Please copy out the entries below exactly, beginning with the line that contains "positive clicks: (163, 198)" and ending with the line that contains "positive clicks: (377, 168)", and include nothing outside that span.

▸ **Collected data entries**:
* * * * *

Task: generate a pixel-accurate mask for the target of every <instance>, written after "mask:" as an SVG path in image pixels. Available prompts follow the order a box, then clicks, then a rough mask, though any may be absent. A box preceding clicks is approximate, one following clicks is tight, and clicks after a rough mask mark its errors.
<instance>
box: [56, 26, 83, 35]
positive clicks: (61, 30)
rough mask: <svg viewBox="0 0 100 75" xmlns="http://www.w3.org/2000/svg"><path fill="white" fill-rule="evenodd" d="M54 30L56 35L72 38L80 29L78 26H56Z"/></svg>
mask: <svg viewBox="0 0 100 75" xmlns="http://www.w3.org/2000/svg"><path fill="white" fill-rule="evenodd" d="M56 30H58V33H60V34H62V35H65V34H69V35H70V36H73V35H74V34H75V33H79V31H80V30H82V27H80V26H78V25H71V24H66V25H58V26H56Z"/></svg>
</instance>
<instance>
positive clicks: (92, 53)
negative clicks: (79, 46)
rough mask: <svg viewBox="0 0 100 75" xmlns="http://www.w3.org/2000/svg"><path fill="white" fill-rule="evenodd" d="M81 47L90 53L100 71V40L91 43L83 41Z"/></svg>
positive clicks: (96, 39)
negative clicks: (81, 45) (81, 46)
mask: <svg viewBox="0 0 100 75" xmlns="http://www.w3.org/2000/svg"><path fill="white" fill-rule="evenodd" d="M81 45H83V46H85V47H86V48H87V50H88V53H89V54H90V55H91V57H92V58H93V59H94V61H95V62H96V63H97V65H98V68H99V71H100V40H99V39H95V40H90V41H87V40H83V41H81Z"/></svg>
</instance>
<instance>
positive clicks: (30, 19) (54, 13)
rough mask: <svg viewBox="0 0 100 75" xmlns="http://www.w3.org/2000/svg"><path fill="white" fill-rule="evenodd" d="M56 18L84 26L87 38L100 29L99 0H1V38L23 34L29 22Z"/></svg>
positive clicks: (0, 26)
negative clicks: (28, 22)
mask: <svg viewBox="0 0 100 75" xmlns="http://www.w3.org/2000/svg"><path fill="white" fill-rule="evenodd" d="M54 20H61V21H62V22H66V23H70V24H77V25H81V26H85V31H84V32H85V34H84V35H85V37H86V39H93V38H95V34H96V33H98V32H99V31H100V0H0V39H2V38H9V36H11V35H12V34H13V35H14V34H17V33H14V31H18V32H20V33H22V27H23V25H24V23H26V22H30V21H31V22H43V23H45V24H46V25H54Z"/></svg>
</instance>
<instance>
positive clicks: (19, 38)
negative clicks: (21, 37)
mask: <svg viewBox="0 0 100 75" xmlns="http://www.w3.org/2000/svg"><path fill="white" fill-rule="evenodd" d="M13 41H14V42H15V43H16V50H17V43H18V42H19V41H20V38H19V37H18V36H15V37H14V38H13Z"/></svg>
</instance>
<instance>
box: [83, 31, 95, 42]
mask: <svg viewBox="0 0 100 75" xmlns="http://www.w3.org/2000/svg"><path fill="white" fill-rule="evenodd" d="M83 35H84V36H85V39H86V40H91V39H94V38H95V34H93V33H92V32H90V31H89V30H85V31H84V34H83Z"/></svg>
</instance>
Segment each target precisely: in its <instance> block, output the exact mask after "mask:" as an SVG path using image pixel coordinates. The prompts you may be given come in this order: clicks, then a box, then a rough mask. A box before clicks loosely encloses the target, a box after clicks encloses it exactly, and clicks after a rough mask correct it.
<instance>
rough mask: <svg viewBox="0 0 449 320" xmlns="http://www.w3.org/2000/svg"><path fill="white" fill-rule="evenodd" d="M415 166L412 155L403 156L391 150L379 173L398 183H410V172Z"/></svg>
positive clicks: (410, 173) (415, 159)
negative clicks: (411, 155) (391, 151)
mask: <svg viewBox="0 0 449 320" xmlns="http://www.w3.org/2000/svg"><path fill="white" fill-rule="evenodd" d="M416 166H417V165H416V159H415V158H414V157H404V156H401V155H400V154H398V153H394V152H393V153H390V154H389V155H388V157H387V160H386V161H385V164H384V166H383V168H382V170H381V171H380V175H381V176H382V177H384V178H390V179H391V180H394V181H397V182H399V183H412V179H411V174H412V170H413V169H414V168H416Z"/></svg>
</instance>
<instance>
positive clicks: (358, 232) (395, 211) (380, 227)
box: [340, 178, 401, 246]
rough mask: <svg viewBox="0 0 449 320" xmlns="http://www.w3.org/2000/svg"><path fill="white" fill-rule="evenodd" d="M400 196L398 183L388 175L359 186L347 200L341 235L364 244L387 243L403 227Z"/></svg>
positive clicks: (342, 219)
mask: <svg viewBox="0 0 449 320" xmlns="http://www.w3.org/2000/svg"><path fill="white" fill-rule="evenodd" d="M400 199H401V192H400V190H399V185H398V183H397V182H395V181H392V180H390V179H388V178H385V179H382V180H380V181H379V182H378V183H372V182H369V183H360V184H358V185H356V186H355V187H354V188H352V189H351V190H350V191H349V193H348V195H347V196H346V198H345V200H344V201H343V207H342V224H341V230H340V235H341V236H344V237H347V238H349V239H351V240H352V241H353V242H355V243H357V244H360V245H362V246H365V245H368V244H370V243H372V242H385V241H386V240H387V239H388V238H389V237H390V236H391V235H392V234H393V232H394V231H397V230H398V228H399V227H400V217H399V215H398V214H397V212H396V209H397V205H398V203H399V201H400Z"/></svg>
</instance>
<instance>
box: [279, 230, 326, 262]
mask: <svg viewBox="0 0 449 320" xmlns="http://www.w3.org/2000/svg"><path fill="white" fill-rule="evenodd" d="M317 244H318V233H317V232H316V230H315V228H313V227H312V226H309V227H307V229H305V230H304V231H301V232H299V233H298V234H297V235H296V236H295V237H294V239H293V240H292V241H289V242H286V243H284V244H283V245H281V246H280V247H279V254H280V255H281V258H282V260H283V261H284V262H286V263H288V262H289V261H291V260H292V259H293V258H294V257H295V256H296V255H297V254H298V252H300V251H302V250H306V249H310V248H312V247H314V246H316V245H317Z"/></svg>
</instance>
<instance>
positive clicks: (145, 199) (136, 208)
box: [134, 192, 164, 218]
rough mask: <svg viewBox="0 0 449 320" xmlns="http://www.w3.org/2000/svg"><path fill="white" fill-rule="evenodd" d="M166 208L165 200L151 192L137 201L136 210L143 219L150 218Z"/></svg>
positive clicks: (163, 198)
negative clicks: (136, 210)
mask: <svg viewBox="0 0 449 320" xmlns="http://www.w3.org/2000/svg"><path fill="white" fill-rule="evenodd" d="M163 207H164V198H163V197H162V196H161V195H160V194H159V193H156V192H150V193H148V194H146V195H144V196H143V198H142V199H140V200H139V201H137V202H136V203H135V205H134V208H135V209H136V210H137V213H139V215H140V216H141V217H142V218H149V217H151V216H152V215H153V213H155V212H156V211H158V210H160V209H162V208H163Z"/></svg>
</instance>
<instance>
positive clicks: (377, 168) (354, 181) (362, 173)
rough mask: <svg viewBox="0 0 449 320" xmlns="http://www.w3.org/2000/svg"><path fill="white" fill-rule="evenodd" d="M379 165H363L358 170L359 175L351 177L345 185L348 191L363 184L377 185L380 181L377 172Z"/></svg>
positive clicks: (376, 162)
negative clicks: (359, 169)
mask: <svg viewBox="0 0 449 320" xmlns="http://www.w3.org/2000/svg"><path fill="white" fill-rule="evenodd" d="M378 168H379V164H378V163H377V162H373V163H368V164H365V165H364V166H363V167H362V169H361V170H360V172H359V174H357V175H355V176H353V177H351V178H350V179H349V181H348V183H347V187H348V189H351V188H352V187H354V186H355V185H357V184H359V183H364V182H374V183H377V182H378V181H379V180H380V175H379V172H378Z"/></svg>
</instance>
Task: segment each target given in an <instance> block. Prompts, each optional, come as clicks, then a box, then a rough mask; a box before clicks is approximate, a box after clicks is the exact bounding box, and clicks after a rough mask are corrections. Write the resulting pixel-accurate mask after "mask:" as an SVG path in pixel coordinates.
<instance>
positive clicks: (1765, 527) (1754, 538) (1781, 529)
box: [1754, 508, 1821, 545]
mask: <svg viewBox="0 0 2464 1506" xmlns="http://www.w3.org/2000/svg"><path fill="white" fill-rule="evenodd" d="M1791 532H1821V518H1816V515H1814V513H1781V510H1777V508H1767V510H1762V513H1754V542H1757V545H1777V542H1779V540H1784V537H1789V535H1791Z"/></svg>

* * * * *

▸ **Expected output**:
positive clicks: (163, 198)
negative clicks: (136, 210)
mask: <svg viewBox="0 0 449 320" xmlns="http://www.w3.org/2000/svg"><path fill="white" fill-rule="evenodd" d="M163 207H164V198H163V197H162V196H161V195H160V194H159V193H156V192H150V193H148V194H146V195H144V196H143V198H142V199H140V200H139V201H137V202H136V203H135V205H134V208H135V209H136V210H137V213H139V215H140V216H141V217H142V218H149V217H151V216H152V215H153V213H155V212H156V211H158V210H160V209H162V208H163Z"/></svg>
</instance>
<instance>
positive clicks: (377, 168) (354, 181) (362, 173)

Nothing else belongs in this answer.